Regarding the specifics of implementation, I'm open. ES6 sounds great. I am also undecided on if duplicating artworks in another database helps or makes things more complicated.

Regarding name + open source, I'm open, as long as we aren't computing client-side values with sensitive data (i.e. carouselSize: -> artwork.partner.get('tier'))

craigspaeth commented 9 years ago

:+1: Thanks for the comments @dzucconi.

Promises vs. Callbacks

I could be down for generators, but haven't really worked with them to know the tradeoffs there. Do agree that with vanilla callbacks we'd want to make heavy use of async and build some toolkit for DRYing up aggregate response code (which we might still want to do with generators/promises), so dunno which one feels better to me yet—but open to all options.

Database

I guess I have an interest in persisting large collections of data b/c it would allow this layer to serve more use cases than, for lack of a better term, "just caching". Like it could serve other things where reusing stale data is okay—e.g. sitemaps and merging stale data with Google's search API to smooth over search result issues.

@joeyAghion: I definitely hear you that this could potentially be abused as a way to patch the API when changes downstream should ideally take place. I think we need to tread carefully in the beginning and default to core API changes first.

Also what I meant by most time consuming was in the NewRelic sense, e.g. most frequently hit vs. response time (or at-least I think that's what that means):

Gravity before deploying Fusion experiment:

after:

joeyAghion commented 9 years ago

I meant the same New Relic sense, but I must have been looking at the metrics after Fusion. Great!

* * * *

= Given exercise =
In the thread, which two uses does craigspaeth name as cases where reusing stale data is acceptable? The lines that appear on this page have no connection to the thread.

= Information shown =
* * * *

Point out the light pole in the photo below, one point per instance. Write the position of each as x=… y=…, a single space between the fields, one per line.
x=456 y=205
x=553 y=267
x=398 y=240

* * * *

= Complete output =
Sitemaps, and merging stale data with Google's search API to smooth over search result issues.